[Quoted passage]

>> start

The Code Team administers and monitors compliance with five industry codes of practice:
- Banking Code of Practice
- General Insurance Code of Practice
- Customer Owned Banking Code of Practice
- Insurance Brokers Code of Practice
- Life Insurance Code of Practice
Through its work supporting the committees, as a separate business unit of AFCA, one of its aims is to help financial firms comply with their code obligations, thereby reducing the number of customer complaints through improved service delivery.
Code compliance committees
Monitoring of the five industry codes is conducted by separate independent code compliance committees, each of which consists of an independent Chair, a consumer representative and an industry representative. The code compliance committees are independent of the industries that are responsible for each code, and have the power to identify and address breaches of code obligations.
Sharing experience with stakeholders
In 2018–19, the Code Team continued to engage with stakeholders to help improve industry practice, including by:
- providing submissions to code reviews and other initiatives and reforms in the industry
- sharing outcomes of code committees’ inquiries
- developing training for AFCA staff and consumer representatives
- participating or presenting at industry forums and conferences.
Banking Code Compliance Committee
The Banking Code Compliance Committee (BCCC) maintained a strong code monitoring program while also preparing for the transition to the 2019 Banking Code of Practice, which came into effect on 1 July 2019. Transition work included setting new operating procedures, providing guidance to banks and developing a revised approach to data collection.
The BCCC published a report of its inquiry into banks assisting customers in financial difficulty, and made 14 recommendations for improved practice. These included that banks should promote a culture reflecting the values of non-judgment, flexibility and compassion to support tailored, customer-centric decisions.
Mystery shopping again identified that banks are not complying with their cancellation of direct debits obligations. Banks have been warned that failure to improve compliance rates may result in sanctions being applied.
Further information about the new BCCC, including news and reports, is available on its website bankingcode.org.au
Life Code Compliance Committee
The Life Code Compliance Committee (Life CCC) also completed the inaugural Annual Data Compliance Programme (ADCP), which resulted in the issuance of its first Data Report. The ADCP is the Life CCC’s key compliance data gathering and analysis process, and is a considerable annual undertaking both for the Life CCC and subscribers. The resultant Data Report provided a snapshot of the life insurance industry and its compliance with the Life Insurance Code of Practice (the Code) during the 2017–18 financial year, and will also serve as a baseline to measure future Code compliance.
The Life CCC also continued to provide guidance to subscribers to help improve the quality and consistency of their compliance reporting. This involved meeting with, and talking to, subscribers about their obligations under the Code, including engaging directly with the Boards and senior executives of some subscribers.
Investigating Code breach allegation referrals and assessing self-reported breaches remained a priority for the Life CCC throughout the year. Seventeen de-identified determinations and four case studies were published to assist subscribers’ understanding of compliance issues.
The Life CCC imposed its first sanction on a subscriber during this period. This is the first sanction imposed by a financial services Code Compliance Committee for a number of years.
The sanction was imposed on OnePath Limited (OPL) on 21 June 2019, after its failure to satisfactorily implement corrective measures within the agreed timeframe.

>> end

Excerpts of pointing data:
>> start

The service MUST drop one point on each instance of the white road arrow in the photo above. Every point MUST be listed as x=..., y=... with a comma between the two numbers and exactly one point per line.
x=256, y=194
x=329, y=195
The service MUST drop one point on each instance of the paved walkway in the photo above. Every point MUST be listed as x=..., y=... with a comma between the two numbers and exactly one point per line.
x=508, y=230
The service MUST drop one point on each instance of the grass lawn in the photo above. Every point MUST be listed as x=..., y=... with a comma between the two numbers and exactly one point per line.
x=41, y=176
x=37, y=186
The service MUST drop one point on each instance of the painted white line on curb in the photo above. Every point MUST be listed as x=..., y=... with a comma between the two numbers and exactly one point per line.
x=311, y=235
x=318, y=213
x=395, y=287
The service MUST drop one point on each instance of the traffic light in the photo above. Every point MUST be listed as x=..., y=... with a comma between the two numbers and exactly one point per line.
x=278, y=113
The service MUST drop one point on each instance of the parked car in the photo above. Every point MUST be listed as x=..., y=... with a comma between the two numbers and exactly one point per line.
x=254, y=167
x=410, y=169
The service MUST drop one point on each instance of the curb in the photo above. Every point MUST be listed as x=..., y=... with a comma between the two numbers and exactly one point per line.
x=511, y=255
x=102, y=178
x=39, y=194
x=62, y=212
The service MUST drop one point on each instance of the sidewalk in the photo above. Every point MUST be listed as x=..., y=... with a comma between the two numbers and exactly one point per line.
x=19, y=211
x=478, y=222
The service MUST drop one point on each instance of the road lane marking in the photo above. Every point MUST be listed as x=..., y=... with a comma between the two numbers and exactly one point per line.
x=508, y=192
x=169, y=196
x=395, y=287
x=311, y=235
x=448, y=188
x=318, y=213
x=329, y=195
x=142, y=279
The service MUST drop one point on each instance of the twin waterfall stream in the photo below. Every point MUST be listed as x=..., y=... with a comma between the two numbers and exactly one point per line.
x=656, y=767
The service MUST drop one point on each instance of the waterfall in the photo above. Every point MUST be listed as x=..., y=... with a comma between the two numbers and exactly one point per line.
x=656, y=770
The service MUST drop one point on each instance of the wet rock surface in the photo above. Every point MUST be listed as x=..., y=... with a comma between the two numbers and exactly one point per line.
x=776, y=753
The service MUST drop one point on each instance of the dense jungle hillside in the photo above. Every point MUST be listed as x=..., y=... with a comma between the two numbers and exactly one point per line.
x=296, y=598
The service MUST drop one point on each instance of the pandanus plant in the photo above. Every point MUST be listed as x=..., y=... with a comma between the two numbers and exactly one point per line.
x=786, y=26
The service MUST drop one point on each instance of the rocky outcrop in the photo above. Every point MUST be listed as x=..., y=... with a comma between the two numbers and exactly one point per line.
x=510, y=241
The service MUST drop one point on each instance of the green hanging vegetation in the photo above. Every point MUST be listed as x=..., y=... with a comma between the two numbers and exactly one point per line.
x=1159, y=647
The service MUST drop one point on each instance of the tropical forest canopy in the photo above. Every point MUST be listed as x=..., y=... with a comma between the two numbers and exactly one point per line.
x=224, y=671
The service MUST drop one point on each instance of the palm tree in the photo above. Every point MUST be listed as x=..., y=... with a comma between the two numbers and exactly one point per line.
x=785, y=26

>> end

[Given instruction A]
Can you write out the passage on the Code Team and code compliance committees between "The BCCC published" and "tailored, customer-centric decisions.", inclusive?
[Given instruction B]
How would the passage on the Code Team and its compliance committees carry on past its final sentence?
The pointing data stands apart from the text about the Code Team and its compliance committees.

[Expected output A]
The BCCC published a report of its inquiry into banks assisting customers in financial difficulty, and made 14 recommendations for improved practice. These included that banks should promote a culture reflecting the values of non-judgment, flexibility and compassion to support tailored, customer-centric decisions.

[Expected output B]
Further information about the Life CCC, including news and reports, is available on its website lifeccc.org.au
Customer Owned Banking Code Compliance Committee
The Customer Owned Banking Code Compliance Committee (COBCCC) published one ‘own motion inquiry’ report Compliance with direct debit cancellation obligations disappointing during this reporting period. It first highlighted this issue in 2010, while follow-up research in 2012 and 2017 revealed that compliance had improved only slightly. Non-compliance remains an ongoing issue. This research included shadow shopping, a review of institutions’ websites and a compliance questionnaire. The results show that, although there has been some further improvement, non-compliance is still unacceptably high and past recommendations have only been partially implemented.
Of the 2,046 self-reported breaches received via the Annual Compliance Statement, 30% related to non-compliance with high customer service, 26% with privacy obligations and 15% with legal obligations. The high number of Customer Owned Banking Code of Practice (the Code) subscribers self-reporting nil breaches (15%) and nil complaints (11%) is also a matter of concern.
It also increased its engagement with Code subscribers via telephone conferences and published articles on its website , including its concern regarding compliance with privacy and direct debit obligations.
The COBCCC engaged with the Customer Owned Banking Association (COBA) and the Code reviewer, Phil Khoury, as part of COBA’s review of the Code.
Further information about COBCCC, including news and reports, is available on its website cobccc.org.au
Insurance Brokers Code Compliance Committee
The Insurance Brokers Code Compliance Committee (IBCCC) published two own motion inquiry reports during the reporting period. The first, released in August, was a report on the findings of the own motion inquiry into professionalism and competency in the insurance broking industry. This inquiry looked into how insurance brokers understand professionalism in the context of the Insurance Brokers Code of Practice (the Code) and how they apply this within their businesses. The report found that brokers demonstrate a commitment to professionalism in several ways, including through the development of competency frameworks and by ensuring staff are appropriately qualified, trained and monitored.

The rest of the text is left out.